TASK BRIEF: In the text on epidurals and autism, where is Cynthia Wong an anesthesia professor?

[TEXT PASSAGE Boundary: Start]

There is no evidence to suggest that epidurals and autism development in children are interlinked, according to experts who scrutinized a controversial finding released in 2020.
In a commentary, Cynthia Wong, an anesthesia professor at the University of Iowa, wrote that epidurals and autism have no direct connection despite research that indicated a slightly "higher autism odds" in babies of mothers who had the anesthesia during childbirth.
To debunk this highly contended fading, experts from the Stanford University School of Medicine in California and the University of Manitoba in Canada conducted their own studies, which drew similar results with another research from Danish scientists to reassure mothers that epidurals are safe and would not cause autism.
The Stanford/Canada Study
The first study had doctors Alexander Butwick and Elizabeth Wall-Wieler follow the development of 123,175 born between 2005 and 2016. At least 40 percent of the moms in this study had epidural anesthesia during labor. Of the kids whose moms received the anesthesia, 2.1 percent were later diagnosed as under the autism spectrum.

[TEXT PASSAGE Boundary: End]
[DATA LISTING Boundary: Start]

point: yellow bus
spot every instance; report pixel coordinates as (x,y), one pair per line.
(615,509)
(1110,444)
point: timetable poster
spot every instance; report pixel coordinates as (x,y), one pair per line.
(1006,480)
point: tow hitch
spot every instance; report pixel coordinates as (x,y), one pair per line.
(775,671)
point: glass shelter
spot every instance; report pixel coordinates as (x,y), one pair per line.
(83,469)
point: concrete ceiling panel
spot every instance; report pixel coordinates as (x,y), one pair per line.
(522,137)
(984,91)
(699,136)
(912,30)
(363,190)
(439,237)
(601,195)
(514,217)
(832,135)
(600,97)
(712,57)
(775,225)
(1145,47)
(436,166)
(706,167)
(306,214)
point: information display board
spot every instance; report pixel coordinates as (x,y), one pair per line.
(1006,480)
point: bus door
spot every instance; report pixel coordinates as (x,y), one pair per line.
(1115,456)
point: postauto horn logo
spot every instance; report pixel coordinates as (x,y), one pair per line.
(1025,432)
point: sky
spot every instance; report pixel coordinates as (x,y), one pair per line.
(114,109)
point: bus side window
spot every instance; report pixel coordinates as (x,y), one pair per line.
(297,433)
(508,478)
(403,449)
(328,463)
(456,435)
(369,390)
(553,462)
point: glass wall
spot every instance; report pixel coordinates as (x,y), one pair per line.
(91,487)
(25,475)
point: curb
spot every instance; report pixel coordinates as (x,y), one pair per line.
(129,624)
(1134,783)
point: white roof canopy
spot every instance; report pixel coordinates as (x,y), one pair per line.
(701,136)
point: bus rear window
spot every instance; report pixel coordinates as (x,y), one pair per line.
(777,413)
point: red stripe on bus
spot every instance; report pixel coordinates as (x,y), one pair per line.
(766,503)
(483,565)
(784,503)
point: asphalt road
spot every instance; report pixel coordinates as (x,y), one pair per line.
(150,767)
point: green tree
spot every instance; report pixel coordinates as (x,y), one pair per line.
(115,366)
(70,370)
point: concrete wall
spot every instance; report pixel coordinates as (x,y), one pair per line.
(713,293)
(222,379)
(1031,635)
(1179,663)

[DATA LISTING Boundary: End]

ANSWER TO THE PROBLEM: The University of Iowa